Stated task -> Reproduce the listing below, substituting "put a marker" for every "place a point" and leaving everything else unchanged.

Point annotation dataset records ->

◇ ◇ ◇ ◇ ◇

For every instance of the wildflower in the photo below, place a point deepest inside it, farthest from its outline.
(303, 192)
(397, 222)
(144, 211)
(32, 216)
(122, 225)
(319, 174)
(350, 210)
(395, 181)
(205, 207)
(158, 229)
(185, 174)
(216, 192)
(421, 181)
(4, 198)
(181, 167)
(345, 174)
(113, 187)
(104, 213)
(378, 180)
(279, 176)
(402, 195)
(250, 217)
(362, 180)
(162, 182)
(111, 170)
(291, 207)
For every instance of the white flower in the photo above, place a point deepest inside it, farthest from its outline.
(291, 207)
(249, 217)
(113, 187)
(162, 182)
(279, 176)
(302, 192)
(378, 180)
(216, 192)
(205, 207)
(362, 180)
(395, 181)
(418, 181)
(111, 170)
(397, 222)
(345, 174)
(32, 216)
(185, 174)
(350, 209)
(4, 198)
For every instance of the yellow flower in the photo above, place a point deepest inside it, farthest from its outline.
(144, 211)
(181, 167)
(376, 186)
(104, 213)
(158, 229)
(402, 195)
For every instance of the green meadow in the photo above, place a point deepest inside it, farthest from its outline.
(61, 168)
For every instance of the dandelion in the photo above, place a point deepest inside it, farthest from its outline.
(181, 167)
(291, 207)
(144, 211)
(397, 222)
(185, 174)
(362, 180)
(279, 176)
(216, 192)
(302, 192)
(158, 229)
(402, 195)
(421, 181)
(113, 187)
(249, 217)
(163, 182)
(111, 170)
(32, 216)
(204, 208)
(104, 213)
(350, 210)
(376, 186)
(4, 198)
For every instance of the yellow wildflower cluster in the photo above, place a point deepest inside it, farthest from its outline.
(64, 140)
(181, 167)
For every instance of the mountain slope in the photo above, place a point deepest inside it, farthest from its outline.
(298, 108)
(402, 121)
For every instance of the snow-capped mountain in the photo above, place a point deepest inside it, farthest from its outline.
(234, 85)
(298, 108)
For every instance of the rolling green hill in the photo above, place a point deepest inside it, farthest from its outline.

◇ ◇ ◇ ◇ ◇

Answer to this task ->
For every instance of the wildflower in the photo below, put a marker deepest inside it, farthest from its outline.
(303, 192)
(397, 222)
(144, 211)
(32, 216)
(122, 225)
(319, 174)
(350, 210)
(395, 181)
(205, 207)
(158, 229)
(185, 174)
(216, 192)
(421, 181)
(4, 198)
(181, 167)
(345, 174)
(113, 187)
(104, 213)
(378, 180)
(279, 176)
(402, 195)
(250, 217)
(362, 180)
(162, 182)
(111, 170)
(291, 207)
For every instance of the white flower in the photo above, put a marker deepest inside it, farthest from its outline.
(291, 207)
(249, 217)
(113, 187)
(162, 182)
(279, 176)
(302, 192)
(378, 180)
(216, 192)
(205, 207)
(362, 180)
(395, 181)
(418, 181)
(111, 170)
(397, 222)
(345, 174)
(32, 216)
(185, 174)
(350, 209)
(4, 198)
For every instance of the yellow flower in the photo above, put a marker deepest inside it, farthest from its outline.
(144, 211)
(181, 167)
(376, 186)
(104, 213)
(158, 229)
(402, 195)
For every instance of the green meadow in the photo above, put a marker deepest inside it, farthest from its outline.
(61, 168)
For every instance of the dandelion in the photo above, put a marker deepest inside it, farthest from its outline.
(181, 167)
(291, 207)
(144, 211)
(397, 222)
(185, 174)
(362, 180)
(279, 176)
(216, 192)
(302, 192)
(158, 229)
(402, 195)
(421, 181)
(113, 187)
(249, 217)
(163, 182)
(111, 170)
(32, 216)
(204, 208)
(104, 213)
(350, 210)
(376, 186)
(4, 198)
For every instance of the yellow wildflower cluster in the photo above, put a marker deepest inside it, farthest from its outline.
(64, 140)
(181, 167)
For every instance of the mountain slope in the photo above, put a marker deepest inside it, farthest from its outline.
(298, 108)
(402, 121)
For every instance of the snow-capped mountain in the photo above, put a marker deepest inside it, farthest from its outline.
(234, 85)
(298, 108)
For every instance of the rolling green hill in the photo above, put a marker deepest inside it, farthest from its outline.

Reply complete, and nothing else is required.